--- Extract ---

# # # # # # #

You can visit the charming red-brick house which has been beautifully restored to look as it would have done in the 1800s. It is more than a museum, as it succeeds in capturing the atmosphere of her modest lifestyle through collections of family mementoes and documentary material which give a real insight into her life and writings. View the drawing room, the parlour where she wrote her novels, and the bedrooms, then browse in the bookshop and enjoy a picnic in the flower-filled garden.

Tea at Farringdon

The walk explores some of the peaceful open countryside through which Jane Austen would have strolled. The furthest point on the walk is Upper Farringdon. She often visited the village to see Harriet Benn, whose father was the vicar of All Saints Church. ‘Harriet Benn,’ she wrote, ‘sleeps at the Great House (Chawton House) to-night and spends to-morrow with us; and the plan is that we should all walk with her to drink tea at Faringdon’ (sic).

Walk directions

Turn left out of the car park, opposite Jane Austen’s House Museum, and walk along a dead-end lane. Pass the school and turn right into Ferney Close. Keep to the left and bear left along a path beside Ferney Bungalow on St Swithuns Way to a gate. Go through the gate and continue along the enclosed path to a stile, then descend steps and cross (with care) the A32.

Climb steps directly opposite, go through a metal kissing gate and walk along the left-hand field edge, leading to a stile on your left. Go through a copse, following the path right, then left, between fields. Keep straight ahead along a former railway track, go under a brick-arch bridge, and continue for 650yds (594m) beyond the barn near Park Cottage.

Just before a second arch, bear left off the old railway line and follow the field edge until it jinks right into the trees and then left on a metalled driveway. Cross the A32 and join a track leading to Manor Farm. At a crossing of tracks, just before a brick building with solar panels on its roof, turn right alongside the Village Garden. Take the narrow path left at the bottom of the garden, by the tree stump to reach a track.

Turn right to the lane in Upper Farringdon, towards Massey’s Folly. Turn left into the churchyard past the 2,000-year-old tree and leave by the main gate, turning left along the lane. Keep ahead along Church Road and then Gaston Lane for half a mile (800m) to a signposted track on your left.

# # # # # # #

--- Data lines ---
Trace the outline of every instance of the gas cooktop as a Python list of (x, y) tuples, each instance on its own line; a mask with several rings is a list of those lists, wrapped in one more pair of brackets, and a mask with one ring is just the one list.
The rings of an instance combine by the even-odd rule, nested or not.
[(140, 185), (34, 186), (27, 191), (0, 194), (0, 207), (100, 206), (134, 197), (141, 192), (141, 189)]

# # # # # # #

--- Directives ---
1) Using the Jane Austen walk guide, answer these:
(a) What is the furthest point on the walk?
(b) Whose father was the vicar of All Saints Church?
(c) How far do you continue beyond the barn near Park Cottage?
2) Carry the Jane Austen walk guide on past its last sentence, keeping the style of its directions.

--- The responses ---
1)
(a) Upper Farringdon
(b) Harriet Benn's
(c) 650yds (594m)

2)
Turn left, then soon take the grassy track right, just before the track bends left. Climb the stile ahead into open pasture, following the brook on your left, under the power lines, to a second stile; after 170yds (155m) cross the bridge over the brook on your left. Keep going, with the brook to your right, to a stile at the end of the field.

Turn right to cross the brook, and follow it left to the road, crossing a stile to reach the B3006. Turn right, then cross the road to join a tarmac track and follow it to Truncheaunts Farm. Cross the stile, on the left at the fingerpost, opposite the drive up to the farmhouse, and then cross the footbridge, and follow the right-hand field edge, between two fences. Bear left past the metal barn and follow the track towards the B3006. Bear right through a gap, cross the drive and a stile. Go through the gap to the road, opposite Shepherd’s Court. Cross over, and through a gate, walk down a concrete track, and turn right through a gate at the end. Follow the right-hand field edge to a gate.

Bear right across the field to reach two stiles set in the hedge and bear slightly left across three more fields and stiles towards Eastfield Farm. Cross the drive and pass through a kissing gate, walking through a field to reach a gate beside woodland.

Follow the path straight down through the copse to a metal kissing gate. Bear slightly left across a field to a further stile. Continue ahead to a metal kissing gate in the wall and take the narrow footpath back to the main village street. Turn left to the car park.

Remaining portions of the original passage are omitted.